Stored data:

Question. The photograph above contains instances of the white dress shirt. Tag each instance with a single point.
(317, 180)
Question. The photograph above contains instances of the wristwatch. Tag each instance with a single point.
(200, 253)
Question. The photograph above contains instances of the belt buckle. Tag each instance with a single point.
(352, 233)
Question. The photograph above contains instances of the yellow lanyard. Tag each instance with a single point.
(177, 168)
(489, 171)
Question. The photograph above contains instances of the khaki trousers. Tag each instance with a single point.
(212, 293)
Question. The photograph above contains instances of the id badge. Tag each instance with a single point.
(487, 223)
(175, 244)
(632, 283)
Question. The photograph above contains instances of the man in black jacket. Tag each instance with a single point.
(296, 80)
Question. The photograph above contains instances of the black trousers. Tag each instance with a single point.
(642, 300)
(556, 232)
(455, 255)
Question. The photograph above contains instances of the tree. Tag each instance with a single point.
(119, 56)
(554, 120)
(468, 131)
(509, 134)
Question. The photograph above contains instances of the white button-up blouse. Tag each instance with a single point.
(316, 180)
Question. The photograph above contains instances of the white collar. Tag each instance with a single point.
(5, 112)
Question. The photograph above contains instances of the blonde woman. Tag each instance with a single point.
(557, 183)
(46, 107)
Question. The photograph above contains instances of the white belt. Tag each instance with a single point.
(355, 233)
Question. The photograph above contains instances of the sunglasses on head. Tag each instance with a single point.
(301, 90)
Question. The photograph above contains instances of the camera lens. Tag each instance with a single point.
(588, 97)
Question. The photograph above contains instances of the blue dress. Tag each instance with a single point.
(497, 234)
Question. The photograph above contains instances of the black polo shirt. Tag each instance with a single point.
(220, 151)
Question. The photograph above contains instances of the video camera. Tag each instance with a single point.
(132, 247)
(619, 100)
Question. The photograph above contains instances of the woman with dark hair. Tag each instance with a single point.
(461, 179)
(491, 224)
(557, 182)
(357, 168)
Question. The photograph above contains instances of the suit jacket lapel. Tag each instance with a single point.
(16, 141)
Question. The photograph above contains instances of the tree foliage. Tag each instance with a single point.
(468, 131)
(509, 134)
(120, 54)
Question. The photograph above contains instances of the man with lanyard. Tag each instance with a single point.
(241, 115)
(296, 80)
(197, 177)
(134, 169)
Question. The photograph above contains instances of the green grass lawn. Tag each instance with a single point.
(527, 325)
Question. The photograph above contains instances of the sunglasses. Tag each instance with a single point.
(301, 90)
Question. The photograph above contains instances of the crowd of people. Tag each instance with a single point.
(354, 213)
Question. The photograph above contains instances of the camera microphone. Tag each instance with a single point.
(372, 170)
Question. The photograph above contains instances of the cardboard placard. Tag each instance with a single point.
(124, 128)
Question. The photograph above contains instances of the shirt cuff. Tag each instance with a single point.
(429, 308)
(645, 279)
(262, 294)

## Goal
Write out each line of the data above again, exactly as given.

## Answer to the problem
Question. The photograph above contains instances of the white dress shirt. Tag each instance with a single point.
(317, 180)
Question. The photograph above contains instances of the wristwatch. Tag each instance with a single point.
(200, 253)
Question. The photograph above contains instances of the belt buckle. Tag each instance with a single point.
(352, 233)
Question. The photograph above contains instances of the yellow lanyard. Tag each instance with a single point.
(177, 168)
(489, 171)
Question. The photograph above contains instances of the khaki trousers. Tag each instance with a single point.
(212, 293)
Question. The photograph above contains instances of the id badge. Tag each instance with a single point.
(487, 223)
(175, 244)
(632, 283)
Question. The photograph above contains instances of the man in black jacket. Tag each instance with a single point.
(296, 80)
Question. The photograph above contains instances of the black trousers. Tag each instance with a single point.
(642, 300)
(556, 232)
(455, 255)
Question. The photograph above contains instances of the tree. Tag each instance with a single point.
(119, 56)
(554, 120)
(468, 131)
(509, 134)
Question. The photograph above contains instances of the white button-up blouse. Tag each instance with a single point.
(316, 180)
Question. The photograph above contains instances of the white collar. Tag each instance with a single point.
(5, 112)
Question. The photograph above contains instances of the blonde woman. Tag each instance with a single point.
(557, 183)
(46, 107)
Question. The photograph above contains instances of the white belt. Tag each instance with a single point.
(355, 233)
Question. The photograph above contains instances of the sunglasses on head. Tag each instance with a single point.
(301, 90)
Question. The photograph above contains instances of the camera lens. Tag each instance with a single point.
(588, 97)
Question. The photograph above contains instances of the blue dress. Tag each instance with a single point.
(497, 234)
Question. The photograph above contains instances of the black polo shirt. Tag each instance with a single point.
(220, 151)
Question. The photograph above contains instances of the video camera. Tag each instance with a single point.
(132, 247)
(619, 100)
Question. The photograph above contains instances of the woman with dark hair. Tag each instance with a single point.
(461, 179)
(491, 224)
(557, 182)
(357, 168)
Question. The photograph above contains instances of the suit jacket lapel. Tag each instance with a single point.
(16, 141)
Question. The photograph above contains instances of the tree foliage. Tag each instance with a single point.
(468, 131)
(509, 134)
(120, 54)
Question. The photograph above contains instances of the man with lanyard. Tag each instance with a single point.
(241, 115)
(296, 80)
(197, 177)
(134, 169)
Question. The photograph above contains instances of the green grass lawn. Tag each instance with a single point.
(527, 325)
Question. The photograph above contains instances of the sunglasses. Tag each instance with a single point.
(301, 90)
Question. The photograph above contains instances of the crowd of people. Tag each instance with a single point.
(354, 213)
Question. The photograph above contains instances of the camera microphone. Tag each instance with a single point.
(372, 170)
Question. The photograph above contains instances of the cardboard placard. Tag each instance with a single point.
(124, 128)
Question. The photograph above contains instances of the shirt cuff. Tag each instance with a single point.
(429, 308)
(645, 279)
(262, 294)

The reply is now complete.